### Goal
Take the line that contains "Tag a single point on each instance of the spectator" and every line after it in the material below, and quote them exactly.

### Input for this task
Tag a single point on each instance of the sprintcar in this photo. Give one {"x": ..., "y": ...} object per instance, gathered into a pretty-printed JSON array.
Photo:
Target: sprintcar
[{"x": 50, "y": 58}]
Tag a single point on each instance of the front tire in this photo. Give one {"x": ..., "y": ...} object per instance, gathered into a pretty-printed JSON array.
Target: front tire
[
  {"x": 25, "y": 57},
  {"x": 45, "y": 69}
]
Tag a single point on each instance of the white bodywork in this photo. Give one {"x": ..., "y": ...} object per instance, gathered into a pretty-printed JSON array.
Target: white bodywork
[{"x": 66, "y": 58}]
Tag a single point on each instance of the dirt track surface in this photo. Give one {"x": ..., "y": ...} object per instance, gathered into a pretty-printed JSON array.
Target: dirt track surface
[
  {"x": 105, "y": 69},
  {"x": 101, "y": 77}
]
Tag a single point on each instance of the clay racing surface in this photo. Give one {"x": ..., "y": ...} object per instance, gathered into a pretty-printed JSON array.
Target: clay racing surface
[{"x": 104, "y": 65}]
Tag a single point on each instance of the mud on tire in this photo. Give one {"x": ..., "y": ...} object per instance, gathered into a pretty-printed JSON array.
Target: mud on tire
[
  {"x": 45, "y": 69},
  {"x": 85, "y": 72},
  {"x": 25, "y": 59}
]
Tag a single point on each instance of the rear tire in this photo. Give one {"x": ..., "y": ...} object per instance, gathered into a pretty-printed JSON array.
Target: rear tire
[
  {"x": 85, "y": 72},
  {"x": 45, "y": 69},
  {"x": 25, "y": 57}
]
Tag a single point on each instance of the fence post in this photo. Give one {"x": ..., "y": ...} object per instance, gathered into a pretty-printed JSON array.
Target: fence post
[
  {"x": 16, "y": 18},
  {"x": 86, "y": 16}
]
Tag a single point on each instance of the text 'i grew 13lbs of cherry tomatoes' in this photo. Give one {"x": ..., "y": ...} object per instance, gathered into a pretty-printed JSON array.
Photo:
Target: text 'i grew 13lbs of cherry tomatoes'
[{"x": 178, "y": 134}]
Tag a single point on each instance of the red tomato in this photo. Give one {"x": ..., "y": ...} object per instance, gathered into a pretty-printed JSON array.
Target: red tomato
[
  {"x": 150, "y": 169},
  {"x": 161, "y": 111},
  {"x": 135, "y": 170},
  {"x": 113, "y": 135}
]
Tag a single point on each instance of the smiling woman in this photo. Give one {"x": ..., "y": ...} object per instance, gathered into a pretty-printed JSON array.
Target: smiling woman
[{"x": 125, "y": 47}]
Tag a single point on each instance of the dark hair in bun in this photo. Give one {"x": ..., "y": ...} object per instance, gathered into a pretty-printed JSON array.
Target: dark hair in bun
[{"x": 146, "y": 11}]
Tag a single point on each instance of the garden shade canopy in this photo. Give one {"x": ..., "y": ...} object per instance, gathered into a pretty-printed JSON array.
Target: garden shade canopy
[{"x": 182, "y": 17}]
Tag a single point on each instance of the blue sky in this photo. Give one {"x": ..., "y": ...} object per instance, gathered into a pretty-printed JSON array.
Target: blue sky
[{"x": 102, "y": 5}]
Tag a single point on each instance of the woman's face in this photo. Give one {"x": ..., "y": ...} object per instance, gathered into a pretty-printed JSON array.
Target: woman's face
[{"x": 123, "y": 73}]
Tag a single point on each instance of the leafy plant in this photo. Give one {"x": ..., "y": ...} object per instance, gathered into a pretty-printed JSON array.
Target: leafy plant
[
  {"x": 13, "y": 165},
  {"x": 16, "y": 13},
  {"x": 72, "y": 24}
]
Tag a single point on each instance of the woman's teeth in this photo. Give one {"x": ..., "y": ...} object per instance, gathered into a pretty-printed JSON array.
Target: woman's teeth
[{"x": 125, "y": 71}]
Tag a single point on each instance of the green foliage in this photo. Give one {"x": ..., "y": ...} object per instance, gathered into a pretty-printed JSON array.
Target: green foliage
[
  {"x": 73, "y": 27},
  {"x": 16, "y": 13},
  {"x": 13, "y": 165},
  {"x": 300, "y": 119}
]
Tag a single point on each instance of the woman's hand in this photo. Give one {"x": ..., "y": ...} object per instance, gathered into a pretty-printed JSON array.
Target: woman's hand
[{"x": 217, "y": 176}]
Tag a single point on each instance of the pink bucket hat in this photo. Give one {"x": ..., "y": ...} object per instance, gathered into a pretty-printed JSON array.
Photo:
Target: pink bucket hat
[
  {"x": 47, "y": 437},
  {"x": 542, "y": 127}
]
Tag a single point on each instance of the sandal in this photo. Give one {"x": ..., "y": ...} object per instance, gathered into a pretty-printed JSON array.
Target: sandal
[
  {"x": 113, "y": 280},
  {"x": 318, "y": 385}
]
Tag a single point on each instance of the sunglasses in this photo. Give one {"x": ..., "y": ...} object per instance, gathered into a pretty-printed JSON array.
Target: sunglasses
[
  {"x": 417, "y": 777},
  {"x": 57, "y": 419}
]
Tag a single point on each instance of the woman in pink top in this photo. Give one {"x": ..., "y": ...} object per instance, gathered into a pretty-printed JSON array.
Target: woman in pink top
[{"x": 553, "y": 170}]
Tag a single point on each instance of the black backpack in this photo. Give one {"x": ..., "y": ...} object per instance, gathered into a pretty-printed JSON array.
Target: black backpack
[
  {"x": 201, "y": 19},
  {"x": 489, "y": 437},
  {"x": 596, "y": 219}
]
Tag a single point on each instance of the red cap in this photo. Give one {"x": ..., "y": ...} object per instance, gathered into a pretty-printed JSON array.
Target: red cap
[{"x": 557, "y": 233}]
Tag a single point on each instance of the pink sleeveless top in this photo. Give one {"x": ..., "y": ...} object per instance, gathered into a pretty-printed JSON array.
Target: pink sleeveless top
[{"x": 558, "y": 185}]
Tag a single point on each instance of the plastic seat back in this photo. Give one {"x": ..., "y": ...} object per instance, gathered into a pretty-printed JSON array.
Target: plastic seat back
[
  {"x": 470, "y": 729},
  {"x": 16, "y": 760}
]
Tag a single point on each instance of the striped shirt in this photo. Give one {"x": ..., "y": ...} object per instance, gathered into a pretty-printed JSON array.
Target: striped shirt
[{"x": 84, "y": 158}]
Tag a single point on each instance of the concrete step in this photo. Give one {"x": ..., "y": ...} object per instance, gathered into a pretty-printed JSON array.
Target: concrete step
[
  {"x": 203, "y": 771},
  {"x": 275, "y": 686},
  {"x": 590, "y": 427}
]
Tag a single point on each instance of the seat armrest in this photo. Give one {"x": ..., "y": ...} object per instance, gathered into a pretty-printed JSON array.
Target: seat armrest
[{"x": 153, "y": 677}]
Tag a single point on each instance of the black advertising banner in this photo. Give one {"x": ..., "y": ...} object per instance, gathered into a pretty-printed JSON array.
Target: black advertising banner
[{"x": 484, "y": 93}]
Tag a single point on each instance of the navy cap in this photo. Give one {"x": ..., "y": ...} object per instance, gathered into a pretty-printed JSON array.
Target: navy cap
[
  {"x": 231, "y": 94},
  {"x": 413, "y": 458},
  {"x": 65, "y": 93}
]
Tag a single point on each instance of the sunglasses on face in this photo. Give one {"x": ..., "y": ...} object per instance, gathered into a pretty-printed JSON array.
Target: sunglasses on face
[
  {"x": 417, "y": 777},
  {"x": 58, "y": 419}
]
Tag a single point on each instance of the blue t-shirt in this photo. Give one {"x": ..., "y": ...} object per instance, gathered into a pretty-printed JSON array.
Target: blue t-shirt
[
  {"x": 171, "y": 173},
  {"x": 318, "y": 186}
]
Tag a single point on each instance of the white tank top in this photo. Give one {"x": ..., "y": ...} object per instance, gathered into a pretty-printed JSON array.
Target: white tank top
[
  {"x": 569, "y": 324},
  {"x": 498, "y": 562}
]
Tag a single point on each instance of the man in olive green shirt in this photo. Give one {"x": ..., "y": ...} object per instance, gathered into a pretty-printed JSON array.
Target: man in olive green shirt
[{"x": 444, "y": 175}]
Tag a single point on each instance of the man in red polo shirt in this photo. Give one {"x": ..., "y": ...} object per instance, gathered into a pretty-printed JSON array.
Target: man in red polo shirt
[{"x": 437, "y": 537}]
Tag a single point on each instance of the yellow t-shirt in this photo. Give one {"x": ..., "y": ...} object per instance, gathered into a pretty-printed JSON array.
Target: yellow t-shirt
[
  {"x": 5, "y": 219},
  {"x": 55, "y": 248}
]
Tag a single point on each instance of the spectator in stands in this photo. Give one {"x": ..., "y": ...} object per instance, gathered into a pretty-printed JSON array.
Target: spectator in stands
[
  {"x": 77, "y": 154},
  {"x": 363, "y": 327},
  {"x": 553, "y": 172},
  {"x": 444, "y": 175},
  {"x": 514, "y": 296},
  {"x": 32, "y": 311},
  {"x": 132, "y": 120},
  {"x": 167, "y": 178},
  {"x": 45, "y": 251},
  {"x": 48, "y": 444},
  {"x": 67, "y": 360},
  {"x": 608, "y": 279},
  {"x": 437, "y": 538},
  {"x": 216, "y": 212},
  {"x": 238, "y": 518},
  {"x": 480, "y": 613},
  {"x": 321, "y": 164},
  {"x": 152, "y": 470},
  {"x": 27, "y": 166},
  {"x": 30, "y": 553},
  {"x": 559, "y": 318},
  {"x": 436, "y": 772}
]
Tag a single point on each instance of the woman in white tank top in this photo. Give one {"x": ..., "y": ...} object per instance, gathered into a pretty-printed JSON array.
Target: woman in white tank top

### The response
Tag a single point on each instance of the spectator in stands in this photo. Give one {"x": ..., "y": ...} object per instance, gathered into a pretty-printed JSON array.
Target: spectator in stands
[
  {"x": 77, "y": 154},
  {"x": 363, "y": 327},
  {"x": 553, "y": 172},
  {"x": 444, "y": 175},
  {"x": 514, "y": 296},
  {"x": 32, "y": 311},
  {"x": 132, "y": 120},
  {"x": 167, "y": 178},
  {"x": 45, "y": 251},
  {"x": 48, "y": 444},
  {"x": 67, "y": 360},
  {"x": 608, "y": 279},
  {"x": 437, "y": 538},
  {"x": 216, "y": 212},
  {"x": 238, "y": 518},
  {"x": 480, "y": 613},
  {"x": 321, "y": 164},
  {"x": 152, "y": 470},
  {"x": 27, "y": 166},
  {"x": 30, "y": 553},
  {"x": 559, "y": 318},
  {"x": 436, "y": 772}
]
Tag a single point on each instance of the woman in white tank top in this photo. Give one {"x": ..., "y": ...} object per instance, gathered into a pretty-printed JSON array.
Target: woman in white tank top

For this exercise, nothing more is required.